> **INSTRUCTION**
Gather every line below that contains the word "truck", and copy each of them in full. Case counts.
#### INPUT
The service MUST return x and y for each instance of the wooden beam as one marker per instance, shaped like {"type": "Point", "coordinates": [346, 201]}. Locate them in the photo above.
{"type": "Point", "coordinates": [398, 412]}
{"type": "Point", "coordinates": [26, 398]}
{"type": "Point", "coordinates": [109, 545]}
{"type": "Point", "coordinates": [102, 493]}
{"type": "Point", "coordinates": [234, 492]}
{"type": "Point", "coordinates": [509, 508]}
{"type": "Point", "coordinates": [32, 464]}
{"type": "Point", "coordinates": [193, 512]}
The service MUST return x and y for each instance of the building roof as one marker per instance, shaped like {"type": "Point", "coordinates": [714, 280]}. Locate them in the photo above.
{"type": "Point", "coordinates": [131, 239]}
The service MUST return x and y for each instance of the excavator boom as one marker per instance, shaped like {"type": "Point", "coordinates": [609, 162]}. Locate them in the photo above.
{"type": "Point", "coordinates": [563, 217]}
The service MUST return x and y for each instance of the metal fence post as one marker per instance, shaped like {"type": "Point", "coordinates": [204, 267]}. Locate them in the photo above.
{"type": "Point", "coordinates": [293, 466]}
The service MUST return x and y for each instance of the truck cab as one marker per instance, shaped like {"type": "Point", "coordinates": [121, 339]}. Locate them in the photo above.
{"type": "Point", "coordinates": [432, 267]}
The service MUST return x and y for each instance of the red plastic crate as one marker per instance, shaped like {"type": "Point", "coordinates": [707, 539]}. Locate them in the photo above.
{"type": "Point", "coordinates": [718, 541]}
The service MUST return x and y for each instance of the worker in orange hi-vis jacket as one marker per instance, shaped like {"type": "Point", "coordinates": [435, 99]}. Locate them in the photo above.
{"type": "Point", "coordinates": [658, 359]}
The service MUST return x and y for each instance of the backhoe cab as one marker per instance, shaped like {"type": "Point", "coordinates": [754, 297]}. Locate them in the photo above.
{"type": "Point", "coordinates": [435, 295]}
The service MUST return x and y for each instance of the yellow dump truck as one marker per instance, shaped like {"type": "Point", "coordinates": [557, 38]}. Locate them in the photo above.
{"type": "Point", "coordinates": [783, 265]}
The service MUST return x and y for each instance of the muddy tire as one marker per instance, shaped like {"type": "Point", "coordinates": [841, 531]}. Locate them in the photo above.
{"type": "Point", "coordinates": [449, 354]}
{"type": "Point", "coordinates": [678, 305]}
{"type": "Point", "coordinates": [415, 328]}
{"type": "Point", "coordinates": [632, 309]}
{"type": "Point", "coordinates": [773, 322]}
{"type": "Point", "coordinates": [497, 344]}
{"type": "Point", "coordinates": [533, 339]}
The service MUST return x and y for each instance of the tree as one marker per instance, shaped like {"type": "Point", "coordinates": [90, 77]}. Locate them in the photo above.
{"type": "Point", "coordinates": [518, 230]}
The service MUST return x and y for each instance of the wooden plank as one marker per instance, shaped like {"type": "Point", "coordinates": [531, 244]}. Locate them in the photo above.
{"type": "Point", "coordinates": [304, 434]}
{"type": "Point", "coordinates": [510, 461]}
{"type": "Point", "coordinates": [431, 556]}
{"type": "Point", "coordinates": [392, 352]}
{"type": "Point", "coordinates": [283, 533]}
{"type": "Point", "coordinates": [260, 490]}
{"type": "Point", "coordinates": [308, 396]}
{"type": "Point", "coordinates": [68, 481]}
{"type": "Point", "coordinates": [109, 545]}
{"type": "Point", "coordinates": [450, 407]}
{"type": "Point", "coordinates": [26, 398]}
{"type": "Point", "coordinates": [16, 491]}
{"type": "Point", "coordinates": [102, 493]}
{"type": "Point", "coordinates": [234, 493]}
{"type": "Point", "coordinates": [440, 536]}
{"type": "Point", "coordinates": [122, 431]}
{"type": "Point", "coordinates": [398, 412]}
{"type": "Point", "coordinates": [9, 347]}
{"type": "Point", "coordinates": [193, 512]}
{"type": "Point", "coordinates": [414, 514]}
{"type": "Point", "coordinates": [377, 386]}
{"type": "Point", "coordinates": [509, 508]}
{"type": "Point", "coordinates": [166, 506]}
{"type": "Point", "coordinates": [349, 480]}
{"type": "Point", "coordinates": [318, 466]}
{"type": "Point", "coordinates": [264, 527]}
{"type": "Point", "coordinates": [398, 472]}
########
> **FULL SOLUTION**
The service MUST return x and y for each instance of the truck cab as one marker per instance, shaped like {"type": "Point", "coordinates": [121, 339]}. Locate them in the photo above.
The service MUST return x and y for each instance of the yellow dump truck as one marker per instance, shaped like {"type": "Point", "coordinates": [557, 38]}. Locate them in the photo above.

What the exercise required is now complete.